Collected data entries:
——
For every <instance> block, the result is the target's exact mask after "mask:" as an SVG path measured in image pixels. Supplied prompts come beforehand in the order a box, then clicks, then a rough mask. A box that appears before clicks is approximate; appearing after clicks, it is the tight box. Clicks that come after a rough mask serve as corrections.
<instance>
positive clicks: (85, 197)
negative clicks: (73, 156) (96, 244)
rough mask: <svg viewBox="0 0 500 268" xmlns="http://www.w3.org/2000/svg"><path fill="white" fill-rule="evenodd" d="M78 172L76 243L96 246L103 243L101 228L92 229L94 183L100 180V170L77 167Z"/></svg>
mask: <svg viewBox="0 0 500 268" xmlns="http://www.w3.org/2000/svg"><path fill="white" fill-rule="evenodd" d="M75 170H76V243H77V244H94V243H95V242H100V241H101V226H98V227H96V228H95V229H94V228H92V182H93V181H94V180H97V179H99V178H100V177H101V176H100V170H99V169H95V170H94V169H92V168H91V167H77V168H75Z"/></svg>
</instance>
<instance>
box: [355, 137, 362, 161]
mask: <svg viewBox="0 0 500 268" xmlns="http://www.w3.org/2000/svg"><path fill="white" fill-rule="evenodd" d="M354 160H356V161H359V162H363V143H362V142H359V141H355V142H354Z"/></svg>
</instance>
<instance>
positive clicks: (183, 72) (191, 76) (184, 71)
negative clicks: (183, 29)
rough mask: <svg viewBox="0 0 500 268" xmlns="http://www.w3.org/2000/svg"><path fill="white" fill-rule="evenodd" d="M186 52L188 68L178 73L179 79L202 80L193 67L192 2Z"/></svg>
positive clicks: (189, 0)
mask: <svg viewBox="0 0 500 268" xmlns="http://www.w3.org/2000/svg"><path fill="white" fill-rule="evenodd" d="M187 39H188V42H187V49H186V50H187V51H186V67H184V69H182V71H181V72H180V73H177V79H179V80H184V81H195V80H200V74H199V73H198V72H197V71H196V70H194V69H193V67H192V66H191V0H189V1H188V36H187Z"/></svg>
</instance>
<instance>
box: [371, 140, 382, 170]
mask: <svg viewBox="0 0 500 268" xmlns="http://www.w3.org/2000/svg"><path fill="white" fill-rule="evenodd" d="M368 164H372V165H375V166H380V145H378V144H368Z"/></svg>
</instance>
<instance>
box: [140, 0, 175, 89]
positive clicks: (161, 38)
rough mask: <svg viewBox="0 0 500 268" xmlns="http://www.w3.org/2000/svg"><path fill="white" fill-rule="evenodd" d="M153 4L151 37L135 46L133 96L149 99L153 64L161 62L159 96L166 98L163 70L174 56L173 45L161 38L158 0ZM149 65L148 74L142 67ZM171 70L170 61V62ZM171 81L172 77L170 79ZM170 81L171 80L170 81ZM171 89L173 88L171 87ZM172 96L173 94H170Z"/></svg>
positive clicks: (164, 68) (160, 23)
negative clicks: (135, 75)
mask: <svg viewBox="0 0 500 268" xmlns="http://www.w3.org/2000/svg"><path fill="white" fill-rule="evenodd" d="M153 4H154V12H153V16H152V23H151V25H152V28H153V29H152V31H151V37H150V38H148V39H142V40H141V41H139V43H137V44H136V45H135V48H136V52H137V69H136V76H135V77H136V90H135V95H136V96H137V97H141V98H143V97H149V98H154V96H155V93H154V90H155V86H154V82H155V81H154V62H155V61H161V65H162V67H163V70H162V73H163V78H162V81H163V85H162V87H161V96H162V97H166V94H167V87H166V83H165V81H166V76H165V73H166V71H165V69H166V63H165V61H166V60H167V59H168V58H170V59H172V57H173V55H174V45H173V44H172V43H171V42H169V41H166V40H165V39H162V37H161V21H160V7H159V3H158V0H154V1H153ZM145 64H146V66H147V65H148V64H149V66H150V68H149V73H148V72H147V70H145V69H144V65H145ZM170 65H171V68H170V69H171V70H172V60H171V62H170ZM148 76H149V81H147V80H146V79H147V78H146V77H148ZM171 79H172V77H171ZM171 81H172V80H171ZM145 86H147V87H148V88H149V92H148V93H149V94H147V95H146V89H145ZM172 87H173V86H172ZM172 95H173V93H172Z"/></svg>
——
WORK ORDER
Word for word, return each of the entries.

TASK OUTPUT
For every <instance> block, the result is the target's exact mask after "mask:" as an SVG path measured in image pixels. Supplied prompts come beforehand in the order a box, then clicks, then a rough mask. A box that appears before clicks is approximate; appearing after clicks, it is the tight box. Clicks that come after a rough mask serve as corrections.
<instance>
positive clicks: (85, 197)
negative clicks: (73, 156) (96, 244)
rough mask: <svg viewBox="0 0 500 268" xmlns="http://www.w3.org/2000/svg"><path fill="white" fill-rule="evenodd" d="M78 172L76 243L96 246L103 243L101 228L92 229L94 183L100 180V170L77 167Z"/></svg>
mask: <svg viewBox="0 0 500 268" xmlns="http://www.w3.org/2000/svg"><path fill="white" fill-rule="evenodd" d="M75 170H76V243H77V244H94V243H95V242H100V241H101V226H98V227H96V228H95V229H94V228H92V182H93V181H94V180H97V179H99V178H100V177H101V176H100V170H99V169H95V170H94V169H92V168H91V167H77V168H75Z"/></svg>
</instance>
<instance>
box: [355, 137, 362, 161]
mask: <svg viewBox="0 0 500 268" xmlns="http://www.w3.org/2000/svg"><path fill="white" fill-rule="evenodd" d="M354 160H356V161H359V162H363V143H362V142H359V141H355V142H354Z"/></svg>
</instance>
<instance>
positive clicks: (183, 72) (191, 76) (184, 71)
negative clicks: (183, 29)
rough mask: <svg viewBox="0 0 500 268" xmlns="http://www.w3.org/2000/svg"><path fill="white" fill-rule="evenodd" d="M186 52L188 68L178 73L179 79L202 80L193 67L192 2Z"/></svg>
positive clicks: (189, 0)
mask: <svg viewBox="0 0 500 268" xmlns="http://www.w3.org/2000/svg"><path fill="white" fill-rule="evenodd" d="M187 39H188V42H187V49H186V50H187V51H186V67H184V69H182V71H181V72H180V73H177V79H179V80H184V81H195V80H200V74H199V73H198V72H197V71H196V70H194V69H193V67H192V66H191V0H189V1H188V36H187Z"/></svg>
</instance>
<instance>
box: [371, 140, 382, 170]
mask: <svg viewBox="0 0 500 268" xmlns="http://www.w3.org/2000/svg"><path fill="white" fill-rule="evenodd" d="M368 164H372V165H375V166H380V145H378V144H368Z"/></svg>
</instance>
<instance>
box: [140, 0, 175, 89]
positive clicks: (161, 38)
rough mask: <svg viewBox="0 0 500 268" xmlns="http://www.w3.org/2000/svg"><path fill="white" fill-rule="evenodd" d="M153 4L151 37L135 46L133 96L149 99L153 64L161 62L159 96L166 98L163 70L174 56L173 45L161 38L158 0ZM149 65L148 74L142 67ZM171 70L170 61V62ZM171 81L172 77L170 79ZM170 81L171 80L170 81ZM171 89L173 88L171 87ZM172 96L173 94H170Z"/></svg>
positive clicks: (164, 68) (160, 23)
negative clicks: (135, 75)
mask: <svg viewBox="0 0 500 268" xmlns="http://www.w3.org/2000/svg"><path fill="white" fill-rule="evenodd" d="M153 4H154V12H153V16H152V23H151V25H152V28H153V29H152V31H151V37H150V38H148V39H142V40H141V41H139V43H137V44H136V45H135V48H136V52H137V69H136V76H135V77H136V90H135V95H136V96H137V97H141V98H143V97H149V98H154V96H155V93H154V90H155V86H154V82H155V81H154V62H155V61H161V65H162V67H163V70H162V73H163V78H162V81H163V85H162V87H161V96H162V97H166V94H167V87H166V83H165V81H166V76H165V73H166V71H165V69H166V63H165V61H166V60H167V59H168V58H170V59H172V57H173V55H174V45H173V44H172V43H171V42H169V41H166V40H165V39H162V37H161V21H160V7H159V3H158V0H154V1H153ZM145 64H146V66H147V65H148V64H149V66H150V68H149V73H148V72H147V70H145V69H144V65H145ZM170 65H171V68H170V69H171V70H172V60H171V62H170ZM148 76H149V81H147V80H146V79H147V78H146V77H148ZM171 79H172V77H171ZM171 81H172V80H171ZM145 86H147V87H148V88H149V92H148V93H149V94H147V95H146V89H145ZM172 87H173V86H172ZM172 95H173V93H172Z"/></svg>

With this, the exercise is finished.